#### Job:
Report every line in the records below that contains the word "promenade", copying each such line in full.

Outline annotation records:
★ ★ ★ ★ ★ ★ ★
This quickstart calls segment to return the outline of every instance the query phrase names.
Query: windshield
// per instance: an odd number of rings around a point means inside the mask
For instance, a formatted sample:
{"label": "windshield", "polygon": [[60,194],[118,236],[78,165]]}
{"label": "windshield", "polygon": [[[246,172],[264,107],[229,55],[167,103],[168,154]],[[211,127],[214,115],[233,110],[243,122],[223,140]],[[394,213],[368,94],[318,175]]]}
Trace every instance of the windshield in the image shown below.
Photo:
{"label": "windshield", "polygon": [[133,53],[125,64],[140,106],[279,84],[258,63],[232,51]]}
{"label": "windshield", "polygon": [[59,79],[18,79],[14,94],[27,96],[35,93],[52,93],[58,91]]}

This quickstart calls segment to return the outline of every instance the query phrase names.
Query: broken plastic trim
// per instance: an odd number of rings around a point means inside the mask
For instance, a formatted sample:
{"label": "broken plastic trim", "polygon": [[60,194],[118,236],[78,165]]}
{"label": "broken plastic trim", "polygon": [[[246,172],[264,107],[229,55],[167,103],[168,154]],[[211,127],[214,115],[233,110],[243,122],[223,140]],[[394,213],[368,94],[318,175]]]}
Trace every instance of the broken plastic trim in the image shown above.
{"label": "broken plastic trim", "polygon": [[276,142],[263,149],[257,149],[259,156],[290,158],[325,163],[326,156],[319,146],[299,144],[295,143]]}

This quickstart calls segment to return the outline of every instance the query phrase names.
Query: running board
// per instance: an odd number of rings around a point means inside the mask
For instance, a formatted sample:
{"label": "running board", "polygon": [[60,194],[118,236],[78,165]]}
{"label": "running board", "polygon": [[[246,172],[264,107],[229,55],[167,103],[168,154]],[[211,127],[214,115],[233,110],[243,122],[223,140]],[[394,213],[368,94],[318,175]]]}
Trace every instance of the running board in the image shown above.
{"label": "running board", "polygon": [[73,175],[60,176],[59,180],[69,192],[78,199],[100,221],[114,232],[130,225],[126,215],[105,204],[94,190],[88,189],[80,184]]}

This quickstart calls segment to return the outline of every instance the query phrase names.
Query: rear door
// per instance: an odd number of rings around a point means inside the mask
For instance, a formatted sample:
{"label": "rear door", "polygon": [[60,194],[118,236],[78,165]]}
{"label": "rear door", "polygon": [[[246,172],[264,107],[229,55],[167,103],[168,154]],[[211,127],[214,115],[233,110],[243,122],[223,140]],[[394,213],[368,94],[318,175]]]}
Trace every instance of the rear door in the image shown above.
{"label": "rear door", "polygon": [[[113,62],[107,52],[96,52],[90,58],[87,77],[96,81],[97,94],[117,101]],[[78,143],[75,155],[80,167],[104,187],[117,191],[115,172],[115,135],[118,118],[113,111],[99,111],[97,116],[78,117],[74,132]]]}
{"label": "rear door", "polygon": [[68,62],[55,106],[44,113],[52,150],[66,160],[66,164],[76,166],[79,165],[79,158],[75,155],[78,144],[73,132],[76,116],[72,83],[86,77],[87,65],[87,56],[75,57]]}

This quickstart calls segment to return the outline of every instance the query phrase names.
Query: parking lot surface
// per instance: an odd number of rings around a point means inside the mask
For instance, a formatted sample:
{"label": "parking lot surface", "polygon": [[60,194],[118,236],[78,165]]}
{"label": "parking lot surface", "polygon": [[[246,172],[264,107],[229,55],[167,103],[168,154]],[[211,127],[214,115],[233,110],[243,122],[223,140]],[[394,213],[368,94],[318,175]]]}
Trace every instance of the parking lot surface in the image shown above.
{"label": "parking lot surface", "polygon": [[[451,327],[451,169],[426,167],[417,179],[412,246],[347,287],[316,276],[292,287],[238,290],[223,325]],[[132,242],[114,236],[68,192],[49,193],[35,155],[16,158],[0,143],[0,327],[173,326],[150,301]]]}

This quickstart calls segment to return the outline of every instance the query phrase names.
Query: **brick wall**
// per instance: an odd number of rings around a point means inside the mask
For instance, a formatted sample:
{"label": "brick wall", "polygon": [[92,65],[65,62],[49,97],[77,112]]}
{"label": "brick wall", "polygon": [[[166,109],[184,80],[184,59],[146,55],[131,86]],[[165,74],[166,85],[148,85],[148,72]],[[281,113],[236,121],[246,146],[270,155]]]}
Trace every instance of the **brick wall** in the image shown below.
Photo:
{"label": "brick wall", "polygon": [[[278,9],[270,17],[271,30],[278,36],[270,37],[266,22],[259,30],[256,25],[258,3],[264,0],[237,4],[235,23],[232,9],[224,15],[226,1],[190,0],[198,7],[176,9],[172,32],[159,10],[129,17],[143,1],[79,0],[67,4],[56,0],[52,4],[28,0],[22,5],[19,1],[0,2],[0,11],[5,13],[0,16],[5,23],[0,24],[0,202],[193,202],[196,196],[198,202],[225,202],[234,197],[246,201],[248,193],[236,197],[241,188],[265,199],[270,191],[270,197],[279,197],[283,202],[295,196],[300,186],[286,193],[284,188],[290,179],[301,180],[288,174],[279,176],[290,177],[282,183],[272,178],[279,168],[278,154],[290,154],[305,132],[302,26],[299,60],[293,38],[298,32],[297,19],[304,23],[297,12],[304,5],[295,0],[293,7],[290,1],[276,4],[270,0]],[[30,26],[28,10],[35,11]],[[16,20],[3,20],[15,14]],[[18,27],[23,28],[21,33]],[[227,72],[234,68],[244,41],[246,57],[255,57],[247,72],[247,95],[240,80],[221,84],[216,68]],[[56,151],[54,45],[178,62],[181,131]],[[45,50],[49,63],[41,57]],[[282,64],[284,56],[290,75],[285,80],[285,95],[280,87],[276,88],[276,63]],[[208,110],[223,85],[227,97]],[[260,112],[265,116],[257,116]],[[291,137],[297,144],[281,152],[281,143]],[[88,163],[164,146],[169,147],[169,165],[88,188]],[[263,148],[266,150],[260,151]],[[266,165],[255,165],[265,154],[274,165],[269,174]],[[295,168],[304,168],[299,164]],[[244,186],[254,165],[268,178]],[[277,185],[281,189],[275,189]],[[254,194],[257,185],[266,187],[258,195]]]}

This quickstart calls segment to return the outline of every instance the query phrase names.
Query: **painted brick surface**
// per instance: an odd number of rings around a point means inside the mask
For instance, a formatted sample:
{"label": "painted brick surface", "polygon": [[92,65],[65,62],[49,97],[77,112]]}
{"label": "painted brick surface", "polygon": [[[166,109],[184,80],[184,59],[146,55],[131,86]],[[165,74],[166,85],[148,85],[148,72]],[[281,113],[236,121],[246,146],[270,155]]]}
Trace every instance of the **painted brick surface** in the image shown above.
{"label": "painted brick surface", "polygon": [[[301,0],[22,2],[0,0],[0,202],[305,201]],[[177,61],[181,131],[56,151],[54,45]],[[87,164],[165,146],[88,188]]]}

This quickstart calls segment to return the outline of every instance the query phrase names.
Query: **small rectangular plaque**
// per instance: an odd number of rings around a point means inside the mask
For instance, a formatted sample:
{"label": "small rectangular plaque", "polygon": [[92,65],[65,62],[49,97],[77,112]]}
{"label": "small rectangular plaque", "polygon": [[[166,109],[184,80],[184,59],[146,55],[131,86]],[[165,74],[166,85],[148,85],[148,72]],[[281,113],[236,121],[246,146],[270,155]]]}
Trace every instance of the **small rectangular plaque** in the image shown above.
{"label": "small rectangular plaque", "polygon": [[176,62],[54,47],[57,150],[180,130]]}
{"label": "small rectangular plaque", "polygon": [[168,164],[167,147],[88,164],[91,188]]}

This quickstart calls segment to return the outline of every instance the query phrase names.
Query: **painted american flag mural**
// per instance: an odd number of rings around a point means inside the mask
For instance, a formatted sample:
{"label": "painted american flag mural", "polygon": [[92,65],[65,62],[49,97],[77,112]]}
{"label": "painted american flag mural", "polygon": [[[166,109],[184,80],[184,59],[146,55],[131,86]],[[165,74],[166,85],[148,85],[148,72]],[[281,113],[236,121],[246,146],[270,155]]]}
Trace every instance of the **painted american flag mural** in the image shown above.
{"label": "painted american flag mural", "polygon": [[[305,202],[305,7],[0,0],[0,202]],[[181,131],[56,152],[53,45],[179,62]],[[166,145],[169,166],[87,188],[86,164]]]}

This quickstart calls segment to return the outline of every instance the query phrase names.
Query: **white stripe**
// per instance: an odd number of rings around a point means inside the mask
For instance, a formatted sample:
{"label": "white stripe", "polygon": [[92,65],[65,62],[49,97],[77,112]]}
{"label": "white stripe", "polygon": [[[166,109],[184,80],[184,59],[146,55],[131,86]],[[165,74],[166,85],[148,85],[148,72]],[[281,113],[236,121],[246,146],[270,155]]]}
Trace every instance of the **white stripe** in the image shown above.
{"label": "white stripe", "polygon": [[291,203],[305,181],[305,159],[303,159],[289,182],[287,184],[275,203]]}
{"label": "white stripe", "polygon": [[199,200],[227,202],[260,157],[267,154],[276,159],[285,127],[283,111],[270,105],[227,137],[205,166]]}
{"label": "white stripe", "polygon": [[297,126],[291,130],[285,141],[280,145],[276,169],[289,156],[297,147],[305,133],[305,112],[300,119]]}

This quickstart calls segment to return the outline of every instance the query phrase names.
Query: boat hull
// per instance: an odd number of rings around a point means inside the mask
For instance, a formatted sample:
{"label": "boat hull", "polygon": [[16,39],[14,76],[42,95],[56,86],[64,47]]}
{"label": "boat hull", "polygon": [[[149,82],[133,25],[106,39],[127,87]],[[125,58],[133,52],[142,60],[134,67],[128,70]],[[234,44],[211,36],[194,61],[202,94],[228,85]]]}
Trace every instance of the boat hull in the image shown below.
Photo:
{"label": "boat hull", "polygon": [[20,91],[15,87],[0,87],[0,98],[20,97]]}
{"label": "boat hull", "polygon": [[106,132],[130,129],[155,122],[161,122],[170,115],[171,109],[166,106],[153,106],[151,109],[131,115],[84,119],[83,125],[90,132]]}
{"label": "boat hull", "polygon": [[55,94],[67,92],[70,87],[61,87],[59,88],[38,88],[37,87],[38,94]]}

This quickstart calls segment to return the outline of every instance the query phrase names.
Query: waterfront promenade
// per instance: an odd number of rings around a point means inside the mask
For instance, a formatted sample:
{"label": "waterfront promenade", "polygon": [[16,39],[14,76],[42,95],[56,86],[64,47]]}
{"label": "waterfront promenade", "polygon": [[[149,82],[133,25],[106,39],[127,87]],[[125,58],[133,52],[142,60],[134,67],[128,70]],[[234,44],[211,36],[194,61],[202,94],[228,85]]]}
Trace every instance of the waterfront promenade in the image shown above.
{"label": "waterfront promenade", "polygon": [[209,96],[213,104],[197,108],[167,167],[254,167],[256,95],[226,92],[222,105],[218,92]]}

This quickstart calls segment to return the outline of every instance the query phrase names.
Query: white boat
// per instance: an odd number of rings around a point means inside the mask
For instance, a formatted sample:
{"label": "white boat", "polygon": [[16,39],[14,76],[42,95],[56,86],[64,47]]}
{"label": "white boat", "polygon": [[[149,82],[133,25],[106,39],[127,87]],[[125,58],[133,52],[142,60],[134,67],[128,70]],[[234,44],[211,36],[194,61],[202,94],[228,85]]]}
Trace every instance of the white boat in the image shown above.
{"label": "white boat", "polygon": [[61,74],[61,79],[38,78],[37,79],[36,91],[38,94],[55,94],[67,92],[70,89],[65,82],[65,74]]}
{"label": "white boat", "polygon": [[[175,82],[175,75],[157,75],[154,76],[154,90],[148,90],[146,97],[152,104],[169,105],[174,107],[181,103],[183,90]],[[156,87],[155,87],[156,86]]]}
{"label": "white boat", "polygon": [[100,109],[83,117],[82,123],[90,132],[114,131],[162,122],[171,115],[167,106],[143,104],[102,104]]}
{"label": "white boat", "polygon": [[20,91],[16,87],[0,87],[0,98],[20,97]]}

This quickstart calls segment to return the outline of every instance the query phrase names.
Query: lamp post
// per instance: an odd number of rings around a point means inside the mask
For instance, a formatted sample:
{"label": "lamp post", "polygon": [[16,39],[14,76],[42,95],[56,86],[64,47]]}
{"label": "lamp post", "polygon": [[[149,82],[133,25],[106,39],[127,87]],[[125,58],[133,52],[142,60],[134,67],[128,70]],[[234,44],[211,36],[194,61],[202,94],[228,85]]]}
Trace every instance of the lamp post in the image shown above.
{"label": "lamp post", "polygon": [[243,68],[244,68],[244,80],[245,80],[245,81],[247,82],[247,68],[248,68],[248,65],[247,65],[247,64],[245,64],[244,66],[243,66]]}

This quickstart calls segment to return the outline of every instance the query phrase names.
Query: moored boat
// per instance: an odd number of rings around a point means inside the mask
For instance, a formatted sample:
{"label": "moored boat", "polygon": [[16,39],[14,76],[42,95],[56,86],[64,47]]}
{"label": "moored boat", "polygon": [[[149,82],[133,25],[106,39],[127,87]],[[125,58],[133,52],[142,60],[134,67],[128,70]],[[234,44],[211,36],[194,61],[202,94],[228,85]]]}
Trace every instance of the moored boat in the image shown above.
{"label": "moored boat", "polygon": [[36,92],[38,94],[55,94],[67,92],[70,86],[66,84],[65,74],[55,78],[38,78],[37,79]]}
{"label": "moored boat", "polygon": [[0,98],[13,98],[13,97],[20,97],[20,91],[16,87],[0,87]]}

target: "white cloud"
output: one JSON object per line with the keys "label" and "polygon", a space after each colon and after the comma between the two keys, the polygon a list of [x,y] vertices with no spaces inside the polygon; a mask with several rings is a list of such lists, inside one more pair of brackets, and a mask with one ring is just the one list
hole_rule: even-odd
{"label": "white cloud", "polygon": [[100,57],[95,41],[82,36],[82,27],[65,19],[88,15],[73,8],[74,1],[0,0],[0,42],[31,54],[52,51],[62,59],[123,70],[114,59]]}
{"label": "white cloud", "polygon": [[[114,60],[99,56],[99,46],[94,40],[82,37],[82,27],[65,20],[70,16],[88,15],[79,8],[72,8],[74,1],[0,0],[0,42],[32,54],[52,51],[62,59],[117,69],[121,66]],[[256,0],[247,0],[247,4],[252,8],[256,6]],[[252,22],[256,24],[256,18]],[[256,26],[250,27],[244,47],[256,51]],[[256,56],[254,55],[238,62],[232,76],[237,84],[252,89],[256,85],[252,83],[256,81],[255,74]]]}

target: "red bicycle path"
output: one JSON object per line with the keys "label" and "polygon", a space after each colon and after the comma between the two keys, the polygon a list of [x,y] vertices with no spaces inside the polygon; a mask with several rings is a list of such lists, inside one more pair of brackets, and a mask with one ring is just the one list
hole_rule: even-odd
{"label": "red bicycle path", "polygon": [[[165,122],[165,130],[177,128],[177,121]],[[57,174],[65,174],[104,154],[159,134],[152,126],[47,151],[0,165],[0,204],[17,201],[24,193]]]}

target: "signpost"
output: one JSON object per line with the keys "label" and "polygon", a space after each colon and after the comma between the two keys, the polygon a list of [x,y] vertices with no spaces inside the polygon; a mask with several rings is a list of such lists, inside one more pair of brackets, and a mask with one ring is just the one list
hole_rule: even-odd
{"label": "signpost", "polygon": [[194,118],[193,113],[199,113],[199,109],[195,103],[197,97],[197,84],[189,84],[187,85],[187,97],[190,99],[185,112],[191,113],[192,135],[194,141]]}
★ ★ ★ ★ ★ ★ ★
#### Solution below:
Query: waterfront promenade
{"label": "waterfront promenade", "polygon": [[16,39],[14,76],[42,95],[56,86],[64,47]]}
{"label": "waterfront promenade", "polygon": [[[149,82],[133,25],[106,39],[127,87]],[[125,58],[133,52],[142,60],[134,67],[128,70]],[[234,44],[211,36],[194,61],[202,94],[228,85]]]}
Trace every instance of the waterfront promenade in the image shown above.
{"label": "waterfront promenade", "polygon": [[209,96],[213,104],[197,108],[167,167],[254,167],[256,95],[226,92],[222,105],[218,92]]}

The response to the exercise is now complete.